> **SOURCE EXTRACT**

I also found the World War I themes in this book make it stand apart from the other mysteries in this subgenre that I am accustomed to. WWI is a war that was just awful and devastating, as wars are, but it tends to get a bit overlooked within popular culture and literature. Khavari has its presence in the background, as Saffron and other characters have been affected by it in very sad ways. For Saffron, she lost not only her childhood friend/assumed future husband Wesley to the war, as well as her father, a brilliant scientist who felt the need to enlist, and died due to mustard gas in a trench. This early in the series we have the background set up for this personal pain, and while Saffron and others touch upon the grief of all these men lost, it never overwhelms the story. There is also Alexander, who is a veteran turned researcher, whose reputation of being perhaps hot tempered at times is more a reflection of his PTSD due to his experiences. Khavari makes a note at the end of the book that she wanted to be as true to the ‘shell shock’ experience as she could be, and I felt that Alexander was a responsible look into the aftermath of such a trauma. There are a fair amount of potential content warnings that could apply here (as well as instances of harassment and one moment of potential sexual assault), but Khavari is careful with all of it. Again, it’s early in the series, and I’m sure there will be more exploration of such themes. We had a good set up here that balanced well with the larger mystery.
Though it wasn’t the tone I expected, I enjoyed “A Botanist’s Guide to Parties and Poisons”. I plan to keep up with Saffron’s ongoing adventures, especially if there are more poisonous plant shenanigans.
Rating 7: A charming mystery with some enticing themes, “A Botanist’s Guide to Parties and Poisons” will please those who like jaunty historical mysteries with plucky heroines.

> **EXERCISE DETAILS**
Can you reproduce word for word the part of the book review starting with "Though it wasn’t" and going on through "poisonous plant shenanigans."? You can ignore the listing.

> **EXTRACTED INFORMATION**

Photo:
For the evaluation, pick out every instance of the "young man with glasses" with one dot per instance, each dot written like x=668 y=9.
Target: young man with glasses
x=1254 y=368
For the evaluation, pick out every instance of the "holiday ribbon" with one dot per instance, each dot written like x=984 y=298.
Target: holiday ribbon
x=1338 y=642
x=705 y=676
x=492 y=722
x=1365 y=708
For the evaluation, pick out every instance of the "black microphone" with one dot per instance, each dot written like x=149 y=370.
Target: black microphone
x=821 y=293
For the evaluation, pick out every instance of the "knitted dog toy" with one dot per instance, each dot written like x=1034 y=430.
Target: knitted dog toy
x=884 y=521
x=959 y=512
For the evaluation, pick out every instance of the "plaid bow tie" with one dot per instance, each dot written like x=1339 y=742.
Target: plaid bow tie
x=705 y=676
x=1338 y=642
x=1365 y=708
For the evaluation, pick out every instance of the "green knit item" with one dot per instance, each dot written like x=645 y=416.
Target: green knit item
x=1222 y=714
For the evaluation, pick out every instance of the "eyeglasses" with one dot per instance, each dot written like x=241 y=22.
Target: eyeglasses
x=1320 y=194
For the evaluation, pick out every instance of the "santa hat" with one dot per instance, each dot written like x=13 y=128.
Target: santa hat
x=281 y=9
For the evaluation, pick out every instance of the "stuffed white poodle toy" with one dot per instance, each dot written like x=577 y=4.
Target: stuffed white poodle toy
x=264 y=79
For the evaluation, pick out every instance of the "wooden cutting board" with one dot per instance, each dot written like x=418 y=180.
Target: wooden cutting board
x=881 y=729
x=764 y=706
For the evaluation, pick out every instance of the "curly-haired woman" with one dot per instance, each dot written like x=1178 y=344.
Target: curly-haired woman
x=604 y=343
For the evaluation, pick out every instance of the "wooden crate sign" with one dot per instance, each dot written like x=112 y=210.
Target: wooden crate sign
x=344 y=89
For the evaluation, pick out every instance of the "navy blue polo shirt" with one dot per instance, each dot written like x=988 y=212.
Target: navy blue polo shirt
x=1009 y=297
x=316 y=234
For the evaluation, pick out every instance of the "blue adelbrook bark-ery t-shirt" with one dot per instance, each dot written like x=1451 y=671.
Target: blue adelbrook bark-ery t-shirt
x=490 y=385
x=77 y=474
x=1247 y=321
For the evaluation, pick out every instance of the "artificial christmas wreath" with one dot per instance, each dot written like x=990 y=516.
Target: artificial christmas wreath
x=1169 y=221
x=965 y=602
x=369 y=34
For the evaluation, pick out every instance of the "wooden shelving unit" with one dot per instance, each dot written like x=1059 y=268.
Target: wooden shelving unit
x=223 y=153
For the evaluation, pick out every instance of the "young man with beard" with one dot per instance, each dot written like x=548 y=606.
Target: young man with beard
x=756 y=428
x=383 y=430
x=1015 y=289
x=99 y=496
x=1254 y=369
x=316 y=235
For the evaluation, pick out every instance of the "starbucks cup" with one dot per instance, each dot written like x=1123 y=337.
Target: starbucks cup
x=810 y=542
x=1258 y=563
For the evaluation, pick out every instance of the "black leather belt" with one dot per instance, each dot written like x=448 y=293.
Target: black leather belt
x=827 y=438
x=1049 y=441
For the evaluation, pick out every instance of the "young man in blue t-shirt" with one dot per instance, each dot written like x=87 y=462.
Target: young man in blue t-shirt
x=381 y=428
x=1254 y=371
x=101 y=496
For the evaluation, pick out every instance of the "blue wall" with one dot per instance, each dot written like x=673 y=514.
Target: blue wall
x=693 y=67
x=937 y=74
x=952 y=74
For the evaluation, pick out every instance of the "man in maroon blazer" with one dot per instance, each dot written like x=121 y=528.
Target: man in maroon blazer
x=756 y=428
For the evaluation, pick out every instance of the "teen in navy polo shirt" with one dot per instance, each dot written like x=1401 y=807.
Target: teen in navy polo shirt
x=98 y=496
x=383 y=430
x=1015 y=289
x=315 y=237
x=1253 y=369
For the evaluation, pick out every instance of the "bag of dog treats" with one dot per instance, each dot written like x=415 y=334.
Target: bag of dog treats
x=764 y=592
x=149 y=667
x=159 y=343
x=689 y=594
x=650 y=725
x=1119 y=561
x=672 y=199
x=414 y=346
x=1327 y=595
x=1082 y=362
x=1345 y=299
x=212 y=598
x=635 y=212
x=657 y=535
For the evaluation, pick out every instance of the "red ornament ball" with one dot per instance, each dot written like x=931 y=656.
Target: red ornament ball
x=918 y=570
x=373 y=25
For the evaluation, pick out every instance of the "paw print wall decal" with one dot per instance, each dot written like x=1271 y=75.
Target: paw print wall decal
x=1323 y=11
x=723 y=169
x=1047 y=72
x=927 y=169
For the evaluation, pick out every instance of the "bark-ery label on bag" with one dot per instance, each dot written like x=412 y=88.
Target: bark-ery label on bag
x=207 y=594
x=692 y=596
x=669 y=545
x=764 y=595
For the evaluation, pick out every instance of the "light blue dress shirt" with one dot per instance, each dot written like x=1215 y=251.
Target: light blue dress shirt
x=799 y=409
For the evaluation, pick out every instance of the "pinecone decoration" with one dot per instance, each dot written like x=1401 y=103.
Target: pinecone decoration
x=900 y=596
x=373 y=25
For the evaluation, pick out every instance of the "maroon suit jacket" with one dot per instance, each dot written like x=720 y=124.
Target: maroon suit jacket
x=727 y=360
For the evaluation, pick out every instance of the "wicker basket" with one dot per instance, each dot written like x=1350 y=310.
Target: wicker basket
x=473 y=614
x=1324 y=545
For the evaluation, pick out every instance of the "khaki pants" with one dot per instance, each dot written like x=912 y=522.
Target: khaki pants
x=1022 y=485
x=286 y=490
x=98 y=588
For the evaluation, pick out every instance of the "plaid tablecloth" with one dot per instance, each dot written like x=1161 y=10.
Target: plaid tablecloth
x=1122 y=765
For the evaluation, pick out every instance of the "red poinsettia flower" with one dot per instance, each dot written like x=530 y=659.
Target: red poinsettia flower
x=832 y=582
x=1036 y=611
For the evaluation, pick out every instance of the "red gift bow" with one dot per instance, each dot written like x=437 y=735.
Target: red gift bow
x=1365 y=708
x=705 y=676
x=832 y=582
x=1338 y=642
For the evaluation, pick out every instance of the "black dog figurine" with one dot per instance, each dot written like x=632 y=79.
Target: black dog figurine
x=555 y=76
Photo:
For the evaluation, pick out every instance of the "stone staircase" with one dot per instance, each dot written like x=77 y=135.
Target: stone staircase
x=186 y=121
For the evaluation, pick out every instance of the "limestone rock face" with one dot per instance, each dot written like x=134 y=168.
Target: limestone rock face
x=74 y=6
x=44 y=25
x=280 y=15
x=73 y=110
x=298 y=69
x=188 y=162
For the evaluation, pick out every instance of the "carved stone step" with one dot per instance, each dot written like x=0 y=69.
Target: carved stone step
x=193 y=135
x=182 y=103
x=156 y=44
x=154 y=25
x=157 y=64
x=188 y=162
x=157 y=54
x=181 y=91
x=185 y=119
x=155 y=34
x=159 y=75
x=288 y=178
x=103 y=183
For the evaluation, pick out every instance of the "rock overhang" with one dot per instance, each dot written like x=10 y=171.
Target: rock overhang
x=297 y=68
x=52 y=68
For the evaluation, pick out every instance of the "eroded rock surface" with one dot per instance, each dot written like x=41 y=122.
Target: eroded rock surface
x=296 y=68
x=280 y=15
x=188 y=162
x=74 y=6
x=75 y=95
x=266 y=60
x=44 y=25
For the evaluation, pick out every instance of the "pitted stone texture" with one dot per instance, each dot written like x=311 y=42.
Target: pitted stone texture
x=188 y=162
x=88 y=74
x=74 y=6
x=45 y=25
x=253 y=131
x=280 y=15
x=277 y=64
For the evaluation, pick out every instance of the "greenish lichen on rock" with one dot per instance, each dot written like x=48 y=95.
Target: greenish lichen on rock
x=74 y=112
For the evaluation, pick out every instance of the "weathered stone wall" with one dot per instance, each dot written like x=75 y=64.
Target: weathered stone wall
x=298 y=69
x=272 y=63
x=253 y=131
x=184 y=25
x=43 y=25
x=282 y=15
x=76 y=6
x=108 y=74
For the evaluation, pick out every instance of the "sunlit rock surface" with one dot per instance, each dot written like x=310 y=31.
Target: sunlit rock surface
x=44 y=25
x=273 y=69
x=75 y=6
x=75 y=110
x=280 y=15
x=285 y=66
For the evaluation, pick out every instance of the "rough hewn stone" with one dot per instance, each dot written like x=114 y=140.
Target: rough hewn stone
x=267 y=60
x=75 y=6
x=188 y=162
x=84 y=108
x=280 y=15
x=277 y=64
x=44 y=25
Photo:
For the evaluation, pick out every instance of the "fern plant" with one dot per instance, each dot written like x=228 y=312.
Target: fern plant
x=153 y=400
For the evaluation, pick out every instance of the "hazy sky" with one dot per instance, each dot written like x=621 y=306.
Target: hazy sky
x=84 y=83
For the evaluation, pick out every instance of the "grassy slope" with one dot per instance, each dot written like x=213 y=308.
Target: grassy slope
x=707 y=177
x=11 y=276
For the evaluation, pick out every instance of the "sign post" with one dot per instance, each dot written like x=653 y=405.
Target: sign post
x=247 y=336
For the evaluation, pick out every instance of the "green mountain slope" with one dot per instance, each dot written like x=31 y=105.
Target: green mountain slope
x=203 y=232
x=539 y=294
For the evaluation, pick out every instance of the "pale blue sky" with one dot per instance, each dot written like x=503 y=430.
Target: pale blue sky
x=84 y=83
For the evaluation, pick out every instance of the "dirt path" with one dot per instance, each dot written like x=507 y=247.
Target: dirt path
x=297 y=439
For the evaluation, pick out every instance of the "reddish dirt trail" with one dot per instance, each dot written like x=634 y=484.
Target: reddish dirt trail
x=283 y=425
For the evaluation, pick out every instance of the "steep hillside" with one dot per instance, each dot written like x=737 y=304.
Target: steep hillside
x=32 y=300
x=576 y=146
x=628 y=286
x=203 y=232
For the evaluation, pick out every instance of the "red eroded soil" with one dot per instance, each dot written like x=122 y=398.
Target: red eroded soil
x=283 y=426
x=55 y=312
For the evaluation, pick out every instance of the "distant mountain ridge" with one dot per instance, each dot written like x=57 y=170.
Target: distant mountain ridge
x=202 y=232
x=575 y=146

> **EXPECTED OUTPUT**
Though it wasn’t the tone I expected, I enjoyed “A Botanist’s Guide to Parties and Poisons”. I plan to keep up with Saffron’s ongoing adventures, especially if there are more poisonous plant shenanigans.